***** GIVEN DATA *****

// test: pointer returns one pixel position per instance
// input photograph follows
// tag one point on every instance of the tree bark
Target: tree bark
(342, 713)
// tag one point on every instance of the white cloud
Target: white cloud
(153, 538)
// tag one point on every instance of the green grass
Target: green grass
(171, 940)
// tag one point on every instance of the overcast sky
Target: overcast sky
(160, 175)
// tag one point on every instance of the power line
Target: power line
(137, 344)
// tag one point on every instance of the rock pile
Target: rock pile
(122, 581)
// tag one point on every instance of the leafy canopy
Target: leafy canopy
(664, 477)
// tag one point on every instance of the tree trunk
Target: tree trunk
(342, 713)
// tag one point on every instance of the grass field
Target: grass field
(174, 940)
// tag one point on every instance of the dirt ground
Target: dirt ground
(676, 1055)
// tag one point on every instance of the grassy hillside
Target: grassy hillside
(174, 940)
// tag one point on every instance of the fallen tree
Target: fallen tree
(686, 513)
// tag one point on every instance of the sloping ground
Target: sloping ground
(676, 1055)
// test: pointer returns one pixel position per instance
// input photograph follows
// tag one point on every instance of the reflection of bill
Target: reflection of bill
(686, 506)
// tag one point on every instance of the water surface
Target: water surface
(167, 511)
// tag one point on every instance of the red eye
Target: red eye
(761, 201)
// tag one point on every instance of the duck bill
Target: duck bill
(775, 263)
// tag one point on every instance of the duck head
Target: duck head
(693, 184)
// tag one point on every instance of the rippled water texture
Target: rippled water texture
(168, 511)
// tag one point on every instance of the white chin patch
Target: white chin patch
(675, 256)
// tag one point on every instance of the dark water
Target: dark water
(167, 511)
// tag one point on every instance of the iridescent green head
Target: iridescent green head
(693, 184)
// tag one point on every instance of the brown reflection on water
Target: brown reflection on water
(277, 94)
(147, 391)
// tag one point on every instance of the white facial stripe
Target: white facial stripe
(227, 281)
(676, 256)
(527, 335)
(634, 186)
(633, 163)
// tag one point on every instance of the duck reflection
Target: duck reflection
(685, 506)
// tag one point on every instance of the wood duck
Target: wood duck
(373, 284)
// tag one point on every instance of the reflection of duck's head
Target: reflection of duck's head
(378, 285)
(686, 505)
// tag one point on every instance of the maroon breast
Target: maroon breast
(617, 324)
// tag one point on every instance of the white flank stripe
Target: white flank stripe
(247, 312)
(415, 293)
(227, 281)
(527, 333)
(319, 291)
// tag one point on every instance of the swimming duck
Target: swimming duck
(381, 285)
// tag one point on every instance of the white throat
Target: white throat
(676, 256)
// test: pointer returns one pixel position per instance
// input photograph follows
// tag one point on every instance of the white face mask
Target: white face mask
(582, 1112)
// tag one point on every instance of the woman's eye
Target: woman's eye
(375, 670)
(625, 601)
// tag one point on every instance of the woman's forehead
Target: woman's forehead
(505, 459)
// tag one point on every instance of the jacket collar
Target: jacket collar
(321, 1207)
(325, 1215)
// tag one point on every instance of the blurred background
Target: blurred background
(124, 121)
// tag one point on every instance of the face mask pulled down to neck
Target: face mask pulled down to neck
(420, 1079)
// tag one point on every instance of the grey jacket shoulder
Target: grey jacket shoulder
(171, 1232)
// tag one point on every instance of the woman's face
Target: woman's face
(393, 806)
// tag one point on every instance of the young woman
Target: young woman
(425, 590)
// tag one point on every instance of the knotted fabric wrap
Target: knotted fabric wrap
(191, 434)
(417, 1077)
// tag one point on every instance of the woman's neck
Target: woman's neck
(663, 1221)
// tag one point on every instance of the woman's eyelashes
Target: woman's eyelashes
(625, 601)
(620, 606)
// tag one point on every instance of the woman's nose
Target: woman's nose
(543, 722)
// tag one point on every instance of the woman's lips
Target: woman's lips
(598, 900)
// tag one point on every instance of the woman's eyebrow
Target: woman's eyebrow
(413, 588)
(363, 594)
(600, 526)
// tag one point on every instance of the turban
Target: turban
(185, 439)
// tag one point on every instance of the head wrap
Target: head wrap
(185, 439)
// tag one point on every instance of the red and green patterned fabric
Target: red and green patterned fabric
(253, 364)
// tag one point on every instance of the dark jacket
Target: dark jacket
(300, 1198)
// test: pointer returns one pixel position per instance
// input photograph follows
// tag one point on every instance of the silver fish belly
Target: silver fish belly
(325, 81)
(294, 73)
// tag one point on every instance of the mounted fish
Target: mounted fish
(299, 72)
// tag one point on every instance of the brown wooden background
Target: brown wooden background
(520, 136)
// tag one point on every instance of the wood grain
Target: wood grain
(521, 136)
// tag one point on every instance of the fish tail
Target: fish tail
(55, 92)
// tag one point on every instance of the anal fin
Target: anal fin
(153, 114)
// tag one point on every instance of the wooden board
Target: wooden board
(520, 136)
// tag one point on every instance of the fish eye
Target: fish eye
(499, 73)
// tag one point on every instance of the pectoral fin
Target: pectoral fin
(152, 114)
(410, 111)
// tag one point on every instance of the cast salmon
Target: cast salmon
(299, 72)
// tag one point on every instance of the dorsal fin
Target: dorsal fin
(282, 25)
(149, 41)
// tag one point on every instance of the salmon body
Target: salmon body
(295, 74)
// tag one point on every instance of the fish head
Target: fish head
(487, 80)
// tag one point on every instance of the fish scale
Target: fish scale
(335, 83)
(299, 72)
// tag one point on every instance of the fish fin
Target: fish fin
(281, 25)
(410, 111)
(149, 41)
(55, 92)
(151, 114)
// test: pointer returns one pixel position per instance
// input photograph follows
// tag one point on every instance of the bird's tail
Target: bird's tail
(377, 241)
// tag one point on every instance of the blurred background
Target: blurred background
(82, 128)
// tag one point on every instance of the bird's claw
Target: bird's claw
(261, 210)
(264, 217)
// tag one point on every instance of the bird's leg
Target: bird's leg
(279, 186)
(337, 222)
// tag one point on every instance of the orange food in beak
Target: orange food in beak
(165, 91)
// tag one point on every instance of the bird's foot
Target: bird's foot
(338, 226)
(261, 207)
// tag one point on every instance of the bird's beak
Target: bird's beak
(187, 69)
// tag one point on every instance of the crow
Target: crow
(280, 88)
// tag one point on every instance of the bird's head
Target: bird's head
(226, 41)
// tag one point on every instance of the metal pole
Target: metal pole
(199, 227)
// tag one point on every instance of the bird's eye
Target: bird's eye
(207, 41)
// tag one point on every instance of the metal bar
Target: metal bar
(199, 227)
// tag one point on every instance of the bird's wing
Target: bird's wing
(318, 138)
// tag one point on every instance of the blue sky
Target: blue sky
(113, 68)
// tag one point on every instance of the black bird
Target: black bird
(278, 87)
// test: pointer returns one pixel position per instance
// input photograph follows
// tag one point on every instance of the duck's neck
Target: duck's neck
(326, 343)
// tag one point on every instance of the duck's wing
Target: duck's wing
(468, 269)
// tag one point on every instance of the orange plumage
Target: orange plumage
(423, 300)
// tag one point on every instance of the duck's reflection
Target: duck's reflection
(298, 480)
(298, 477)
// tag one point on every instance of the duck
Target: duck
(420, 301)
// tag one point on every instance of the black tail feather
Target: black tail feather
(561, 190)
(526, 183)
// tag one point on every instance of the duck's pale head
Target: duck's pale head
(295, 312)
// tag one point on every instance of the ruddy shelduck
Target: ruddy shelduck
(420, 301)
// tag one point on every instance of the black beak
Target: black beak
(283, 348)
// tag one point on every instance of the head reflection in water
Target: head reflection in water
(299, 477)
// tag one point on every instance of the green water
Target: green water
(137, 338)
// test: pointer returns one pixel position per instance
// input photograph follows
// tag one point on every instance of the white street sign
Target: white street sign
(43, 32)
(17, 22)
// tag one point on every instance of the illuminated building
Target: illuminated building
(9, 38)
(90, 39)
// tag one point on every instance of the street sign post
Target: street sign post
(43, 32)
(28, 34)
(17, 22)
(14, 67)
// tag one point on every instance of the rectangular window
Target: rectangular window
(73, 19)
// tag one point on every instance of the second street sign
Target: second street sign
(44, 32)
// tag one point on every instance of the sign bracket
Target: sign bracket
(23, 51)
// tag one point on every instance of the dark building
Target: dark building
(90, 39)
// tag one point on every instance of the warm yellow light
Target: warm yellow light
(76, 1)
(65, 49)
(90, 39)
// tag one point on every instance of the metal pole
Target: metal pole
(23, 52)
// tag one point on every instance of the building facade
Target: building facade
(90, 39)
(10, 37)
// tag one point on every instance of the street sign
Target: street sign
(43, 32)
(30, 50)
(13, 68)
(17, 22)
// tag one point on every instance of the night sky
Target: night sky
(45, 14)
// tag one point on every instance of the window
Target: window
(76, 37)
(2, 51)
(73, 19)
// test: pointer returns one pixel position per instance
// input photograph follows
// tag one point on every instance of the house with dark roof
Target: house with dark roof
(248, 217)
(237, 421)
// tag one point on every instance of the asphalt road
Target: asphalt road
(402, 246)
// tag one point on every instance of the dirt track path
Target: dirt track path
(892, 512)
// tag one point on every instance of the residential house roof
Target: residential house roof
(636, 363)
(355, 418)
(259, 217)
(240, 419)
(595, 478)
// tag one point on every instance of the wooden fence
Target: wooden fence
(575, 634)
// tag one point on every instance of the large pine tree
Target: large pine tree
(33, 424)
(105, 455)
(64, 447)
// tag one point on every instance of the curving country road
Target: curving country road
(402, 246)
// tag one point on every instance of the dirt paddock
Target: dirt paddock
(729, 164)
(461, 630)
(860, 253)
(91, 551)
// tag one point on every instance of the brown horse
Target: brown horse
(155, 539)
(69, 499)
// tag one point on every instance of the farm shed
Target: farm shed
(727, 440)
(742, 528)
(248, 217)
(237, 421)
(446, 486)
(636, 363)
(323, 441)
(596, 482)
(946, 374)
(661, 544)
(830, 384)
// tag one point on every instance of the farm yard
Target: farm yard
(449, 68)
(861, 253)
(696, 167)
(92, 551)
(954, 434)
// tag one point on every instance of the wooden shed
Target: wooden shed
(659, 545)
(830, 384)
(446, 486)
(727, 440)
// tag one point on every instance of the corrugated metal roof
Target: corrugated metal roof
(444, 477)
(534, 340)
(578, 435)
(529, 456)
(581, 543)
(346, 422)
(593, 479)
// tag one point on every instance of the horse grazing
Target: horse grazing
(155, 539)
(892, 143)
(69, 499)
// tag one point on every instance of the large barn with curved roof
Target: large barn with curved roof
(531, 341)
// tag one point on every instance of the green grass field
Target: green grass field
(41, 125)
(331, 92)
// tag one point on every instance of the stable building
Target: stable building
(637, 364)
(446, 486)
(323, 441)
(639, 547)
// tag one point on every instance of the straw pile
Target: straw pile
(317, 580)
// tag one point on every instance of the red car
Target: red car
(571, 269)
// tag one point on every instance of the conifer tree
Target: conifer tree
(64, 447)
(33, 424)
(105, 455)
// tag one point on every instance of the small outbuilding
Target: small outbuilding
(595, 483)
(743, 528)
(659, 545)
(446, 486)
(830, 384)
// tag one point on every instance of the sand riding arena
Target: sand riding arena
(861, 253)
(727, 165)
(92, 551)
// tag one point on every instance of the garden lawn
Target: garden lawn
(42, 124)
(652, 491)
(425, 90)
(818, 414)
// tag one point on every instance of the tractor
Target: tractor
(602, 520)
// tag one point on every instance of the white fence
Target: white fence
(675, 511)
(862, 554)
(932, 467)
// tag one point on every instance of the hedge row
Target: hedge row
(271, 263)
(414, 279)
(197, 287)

*****

● **WHAT NEEDS TO BE DONE**
Write out again, unchanged, every line from the line containing "the small outbuilding" to the final line of the material above.

● **ANSWER IN FULL**
// tag one point on every instance of the small outbuilding
Target: small outbuilding
(595, 483)
(743, 528)
(659, 545)
(446, 486)
(830, 384)
// tag one point on every instance of the sand riding arena
Target: sand riding arena
(861, 253)
(727, 165)
(92, 551)
// tag one point on every instance of the garden lawn
Target: garden lawn
(42, 124)
(652, 491)
(425, 90)
(818, 414)
// tag one point on every instance of the tractor
Target: tractor
(602, 520)
// tag one point on every instance of the white fence
Target: white fence
(675, 511)
(862, 554)
(932, 467)
// tag one point on every instance of the hedge row
Target: hedge row
(271, 263)
(414, 279)
(197, 287)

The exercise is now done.